Je pense que la plus grande difficulté a été la préoccupation que nous ne ferions qu’uniquement cocher quelques cases pour accomplir le projet, sans que cela ait un impact significatif pour les étudiants. J’ai réellement été impressionnée par la façon dont le personnel de l’université de Dublin prend soin des étudiants. Ils avaient peur de promettre quelque chose qu’ils n’allaient pas être capables de fournir. Je pense que beaucoup de monde a réalisé qu’il y a eu une réelle marche de franchie pour créer l’environnement et la culture la plus tolérante et accueillante pour les personnes autistes. Beaucoup de préoccupations ont donc maintenant disparues.

Je ne peux même pas considérer cela comme une barrière parce que les inquiétudes concernaient les étudiants, ce qui est quelque chose que nous partageons tous !

Quel est l’élément essentiel pour réussir à rendre une université « autism-friendly » ?

────────────────────────────────────────

LISTE DES ACTIVITÉS:
a - Dans le passage sur l'université de Dublin, de quoi le personnel avait-il peur ?
b - Relevez toutes les phrases du passage sur l'université de Dublin qui contiennent le mot « étudiants ».
c - Veuillez écrire la suite du passage sur l'université de Dublin, à partir de sa dernière phrase.

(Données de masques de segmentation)
────────────────────────────────────────

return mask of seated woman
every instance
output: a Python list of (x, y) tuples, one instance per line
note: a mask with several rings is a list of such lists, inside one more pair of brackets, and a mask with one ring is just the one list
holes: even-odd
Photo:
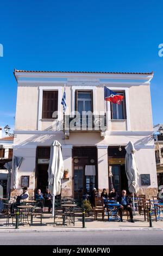
[(159, 203), (163, 203), (163, 187), (158, 193), (157, 198)]
[(42, 208), (43, 206), (42, 204), (42, 200), (43, 199), (43, 197), (41, 190), (39, 189), (37, 190), (37, 193), (36, 193), (35, 196), (35, 199), (37, 201), (37, 206)]
[(104, 199), (108, 199), (108, 194), (106, 193), (106, 188), (104, 188), (103, 190), (103, 192), (101, 194), (101, 197), (102, 197)]
[(90, 202), (92, 208), (93, 208), (93, 207), (95, 207), (95, 198), (97, 196), (97, 191), (95, 187), (93, 189), (90, 196)]
[(14, 209), (16, 208), (18, 205), (20, 205), (21, 203), (22, 203), (24, 201), (27, 201), (28, 198), (29, 194), (28, 192), (28, 188), (26, 187), (23, 187), (23, 193), (20, 196), (17, 196), (16, 199), (16, 202), (11, 205), (11, 214), (13, 214), (14, 212)]
[(42, 193), (41, 193), (41, 190), (39, 189), (37, 190), (37, 193), (36, 193), (35, 196), (35, 199), (36, 200), (42, 200), (43, 198), (42, 196)]
[(51, 212), (52, 208), (52, 196), (49, 192), (48, 188), (46, 190), (46, 193), (44, 194), (45, 203), (44, 206), (48, 208), (48, 212)]
[(109, 198), (110, 200), (115, 200), (117, 201), (117, 198), (118, 197), (118, 194), (116, 190), (114, 188), (112, 188), (109, 194)]

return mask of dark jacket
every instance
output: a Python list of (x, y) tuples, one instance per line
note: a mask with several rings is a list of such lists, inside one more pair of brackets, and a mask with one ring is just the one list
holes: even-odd
[(108, 197), (109, 199), (114, 198), (117, 201), (118, 197), (118, 192), (115, 191), (114, 193), (109, 193)]
[[(127, 205), (133, 205), (133, 201), (130, 197), (128, 196), (126, 196), (126, 200), (127, 200)], [(122, 204), (122, 196), (119, 196), (117, 198), (117, 202), (120, 203), (120, 204)]]
[(108, 197), (107, 193), (104, 194), (103, 192), (102, 192), (102, 193), (101, 194), (101, 197), (103, 197), (105, 199), (107, 199)]

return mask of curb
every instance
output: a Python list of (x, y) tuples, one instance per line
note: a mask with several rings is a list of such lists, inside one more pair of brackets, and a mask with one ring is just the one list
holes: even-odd
[(92, 232), (110, 231), (163, 231), (161, 228), (68, 228), (52, 229), (10, 229), (1, 230), (0, 233), (41, 233), (41, 232)]

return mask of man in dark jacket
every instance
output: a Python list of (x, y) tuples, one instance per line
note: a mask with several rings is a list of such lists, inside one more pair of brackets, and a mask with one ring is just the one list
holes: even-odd
[(118, 197), (117, 202), (121, 204), (120, 209), (118, 209), (121, 221), (123, 221), (122, 214), (123, 210), (127, 210), (129, 213), (131, 222), (134, 222), (132, 209), (133, 201), (130, 197), (126, 196), (126, 190), (122, 190), (122, 196)]

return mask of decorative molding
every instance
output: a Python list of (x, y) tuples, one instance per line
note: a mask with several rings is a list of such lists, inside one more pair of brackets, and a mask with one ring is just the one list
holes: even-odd
[[(37, 147), (39, 147), (40, 145), (14, 145), (13, 149), (18, 149), (18, 148), (27, 148), (27, 149), (36, 149)], [(41, 146), (41, 145), (40, 145)], [(42, 145), (41, 145), (42, 146)]]
[(42, 135), (57, 135), (57, 134), (63, 134), (62, 131), (39, 131), (37, 130), (31, 130), (31, 131), (25, 131), (25, 130), (14, 130), (14, 132), (15, 134), (42, 134)]
[(97, 149), (107, 149), (108, 148), (108, 145), (105, 145), (105, 144), (98, 144), (96, 145)]
[(78, 73), (78, 72), (15, 72), (17, 79), (19, 77), (59, 77), (59, 78), (93, 78), (106, 79), (145, 80), (149, 82), (153, 77), (153, 74), (118, 74), (118, 73)]
[(106, 136), (153, 136), (153, 131), (107, 131)]
[(62, 149), (72, 149), (73, 145), (66, 145), (66, 144), (61, 144), (61, 148)]

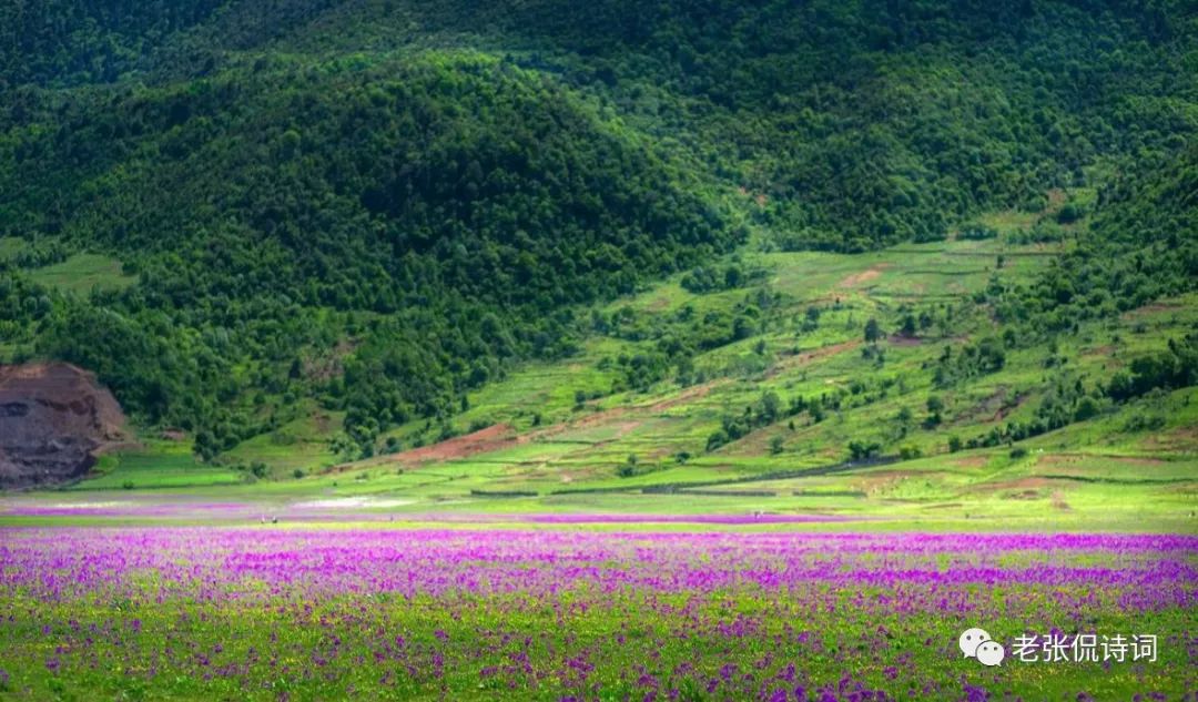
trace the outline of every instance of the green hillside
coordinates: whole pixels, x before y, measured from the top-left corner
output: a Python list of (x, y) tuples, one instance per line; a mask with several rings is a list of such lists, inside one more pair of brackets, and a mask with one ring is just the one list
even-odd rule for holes
[(0, 11), (0, 361), (184, 437), (96, 486), (1193, 476), (1188, 2), (183, 5)]

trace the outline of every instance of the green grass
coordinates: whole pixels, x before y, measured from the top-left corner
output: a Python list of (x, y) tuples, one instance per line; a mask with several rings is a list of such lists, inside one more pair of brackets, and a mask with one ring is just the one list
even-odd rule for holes
[[(998, 226), (1027, 217), (998, 213)], [(998, 254), (1005, 264), (997, 270)], [(1160, 301), (1119, 317), (1083, 322), (1047, 341), (1017, 345), (1004, 368), (946, 388), (933, 386), (932, 368), (945, 346), (960, 347), (996, 334), (994, 321), (955, 304), (990, 284), (1030, 280), (1051, 261), (1042, 246), (1003, 238), (904, 244), (863, 255), (827, 253), (744, 254), (746, 270), (780, 303), (752, 338), (695, 357), (702, 377), (680, 386), (672, 375), (647, 392), (619, 389), (611, 361), (651, 351), (640, 340), (593, 334), (580, 352), (552, 363), (530, 363), (471, 393), (470, 407), (453, 417), (458, 432), (494, 426), (496, 441), (429, 462), (406, 453), (351, 465), (329, 449), (341, 414), (309, 407), (278, 430), (243, 442), (222, 456), (229, 465), (265, 462), (272, 479), (243, 484), (243, 473), (200, 466), (186, 444), (156, 443), (139, 454), (105, 459), (102, 477), (73, 490), (211, 489), (240, 498), (305, 500), (320, 496), (386, 496), (422, 510), (648, 510), (827, 513), (877, 516), (891, 524), (1091, 525), (1181, 524), (1198, 494), (1198, 392), (1178, 391), (1126, 406), (1106, 405), (1099, 416), (1011, 447), (950, 454), (950, 436), (984, 437), (1008, 422), (1034, 418), (1047, 388), (1061, 373), (1087, 386), (1102, 382), (1138, 355), (1161, 349), (1198, 323), (1198, 297)], [(642, 329), (667, 328), (683, 308), (694, 317), (727, 314), (755, 286), (695, 295), (678, 278), (616, 301), (604, 309), (631, 309)], [(806, 309), (822, 310), (818, 327), (800, 329)], [(865, 358), (865, 321), (891, 333), (903, 310), (932, 310), (937, 321), (918, 339), (884, 339), (885, 359)], [(1051, 357), (1065, 358), (1061, 368)], [(860, 392), (848, 392), (863, 383)], [(763, 393), (785, 404), (843, 388), (840, 410), (822, 422), (810, 413), (782, 417), (714, 452), (708, 436), (721, 418), (737, 416)], [(576, 393), (586, 397), (579, 405)], [(943, 423), (925, 428), (930, 395), (944, 401)], [(912, 419), (906, 424), (901, 413)], [(1161, 418), (1157, 429), (1135, 429), (1133, 418)], [(793, 426), (792, 426), (793, 423)], [(401, 449), (436, 442), (437, 428), (413, 420), (386, 436)], [(773, 446), (781, 442), (781, 452)], [(848, 458), (851, 441), (877, 442), (883, 455), (900, 449), (921, 458), (877, 467), (828, 472)], [(629, 456), (633, 474), (621, 477)], [(296, 479), (302, 471), (305, 477)], [(806, 473), (804, 473), (806, 472)], [(1082, 479), (1084, 478), (1084, 479)], [(671, 494), (653, 494), (659, 486)], [(691, 486), (691, 490), (688, 490)], [(645, 490), (651, 490), (646, 494)], [(536, 497), (497, 497), (533, 492)], [(738, 495), (744, 492), (744, 495)], [(1155, 527), (1152, 527), (1155, 528)]]
[(78, 295), (86, 295), (92, 289), (121, 290), (137, 282), (135, 277), (121, 271), (120, 261), (99, 254), (74, 254), (61, 264), (30, 271), (29, 278), (40, 285)]

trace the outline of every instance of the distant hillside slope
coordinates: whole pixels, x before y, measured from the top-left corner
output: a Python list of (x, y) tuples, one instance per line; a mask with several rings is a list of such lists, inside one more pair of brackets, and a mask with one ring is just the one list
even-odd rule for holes
[[(864, 252), (1051, 208), (1025, 236), (1081, 265), (984, 301), (998, 323), (1193, 285), (1161, 258), (1194, 238), (1187, 2), (26, 5), (0, 22), (0, 357), (85, 365), (205, 458), (313, 405), (368, 453), (447, 425), (575, 353), (586, 305), (680, 270), (744, 285), (721, 256), (746, 241)], [(83, 252), (113, 279), (52, 284)]]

────────────────────────────────────────

RÉPONSES PAR TÂCHE:
a - Le personnel avait peur de promettre quelque chose qu'il n'allait pas être capable de fournir.

b -
- Je pense que la plus grande difficulté a été la préoccupation que nous ne ferions qu'uniquement cocher quelques cases pour accomplir le projet, sans que cela ait un impact significatif pour les étudiants.
- J'ai réellement été impressionnée par la façon dont le personnel de l'université de Dublin prend soin des étudiants.
- Je ne peux même pas considérer cela comme une barrière parce que les inquiétudes concernaient les étudiants, ce qui est quelque chose que nous partageons tous !

c -
Je pense que la chose la plus importante est l’écoute. Il est essentiel de prendre le temps pour apprendre à connaître les étudiants, et de ne pas leur imposer nos idées. Également, écouter le personnel nous dire ce qu’ils font pour les étudiants autistes et voir là où ils ont besoin d’un soutien supplémentaire. Ces deux éléments prennent du temps, mais ils montrent la volonté et le niveau d’engagement que l’université est prête à donner aux étudiants.

Que faites-vous pour permettre aux étudiants de participer aux activités organisées en dehors des cours ?

Les étudiants eux-mêmes sont géniaux pour tenir compte des besoins de leurs camarades autistes. J’ai rencontré des étudiants qui ont mis en places des bonne pratiques. Par exemple, ils ont conçu des posters listant des choses à faire pour rendre ces événements plus accessibles aux personnes autistes. Je pense que c’est merveilleux que les étudiants autistes aient accès à un plus grand nombre d’événements et que nous leur montrions qu’ils sont les bienvenus.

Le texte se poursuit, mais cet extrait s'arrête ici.